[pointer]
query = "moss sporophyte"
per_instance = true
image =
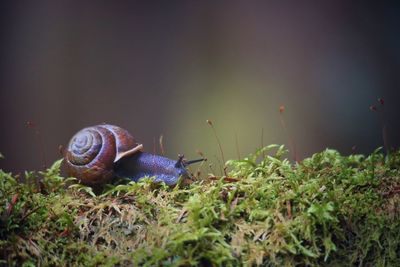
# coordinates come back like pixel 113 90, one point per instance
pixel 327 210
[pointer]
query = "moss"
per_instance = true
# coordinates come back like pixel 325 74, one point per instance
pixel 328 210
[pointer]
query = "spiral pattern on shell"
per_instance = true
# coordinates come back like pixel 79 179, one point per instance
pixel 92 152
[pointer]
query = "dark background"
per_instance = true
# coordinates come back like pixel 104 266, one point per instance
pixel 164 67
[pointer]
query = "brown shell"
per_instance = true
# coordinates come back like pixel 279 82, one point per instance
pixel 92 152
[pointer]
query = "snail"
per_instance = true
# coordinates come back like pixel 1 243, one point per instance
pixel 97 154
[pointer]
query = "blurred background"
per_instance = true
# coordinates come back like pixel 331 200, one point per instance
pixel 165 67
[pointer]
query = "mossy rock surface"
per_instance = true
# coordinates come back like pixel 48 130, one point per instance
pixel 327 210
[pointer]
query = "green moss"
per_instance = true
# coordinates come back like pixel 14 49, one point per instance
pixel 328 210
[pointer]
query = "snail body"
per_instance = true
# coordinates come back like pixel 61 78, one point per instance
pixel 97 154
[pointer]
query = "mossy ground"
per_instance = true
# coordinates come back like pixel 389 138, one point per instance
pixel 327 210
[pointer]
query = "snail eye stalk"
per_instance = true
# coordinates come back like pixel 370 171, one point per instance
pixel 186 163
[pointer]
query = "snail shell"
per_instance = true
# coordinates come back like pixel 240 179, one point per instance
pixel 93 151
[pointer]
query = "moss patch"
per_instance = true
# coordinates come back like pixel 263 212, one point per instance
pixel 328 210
===
Reproduce every line of the material precisely, omitting its pictures.

TASK ANSWER:
[pointer]
query = "moss sporophyte"
per_instance = true
image =
# coordinates come back like pixel 113 90, one point per instance
pixel 327 210
[pointer]
query = "moss"
per_instance = true
# coordinates come back like pixel 325 74, one point per instance
pixel 328 210
[pointer]
query = "spiral pattern on shell"
per_instance = true
# coordinates come back like pixel 79 179, one point per instance
pixel 92 152
[pointer]
query = "dark background"
per_instance = true
# coordinates come back like pixel 104 266, one point per instance
pixel 164 67
[pointer]
query = "brown shell"
per_instance = true
# coordinates come back like pixel 279 82, one point per instance
pixel 92 152
[pointer]
query = "snail"
per_instance = true
# coordinates come back like pixel 1 243, one point per instance
pixel 97 154
[pointer]
query = "blurred background"
per_instance = true
# coordinates come back like pixel 331 200, one point per instance
pixel 165 67
[pointer]
query = "mossy rock surface"
per_instance = true
# coordinates come back like pixel 48 130, one point per instance
pixel 327 210
[pointer]
query = "green moss"
per_instance = true
# coordinates come back like pixel 14 49, one point per instance
pixel 328 210
[pointer]
query = "snail body"
per_instance = true
# coordinates come back like pixel 61 78, one point per instance
pixel 97 154
[pointer]
query = "mossy ground"
per_instance = true
# coordinates come back like pixel 389 138, one point per instance
pixel 327 210
[pointer]
query = "snail eye stalk"
per_instance = true
# coordinates come back like pixel 370 171, one point per instance
pixel 186 163
[pointer]
query = "snail shell"
per_instance = true
# coordinates come back like pixel 240 179, one point per instance
pixel 93 151
[pointer]
query = "moss patch"
per_instance = true
# coordinates come back like pixel 263 212, one point per instance
pixel 328 210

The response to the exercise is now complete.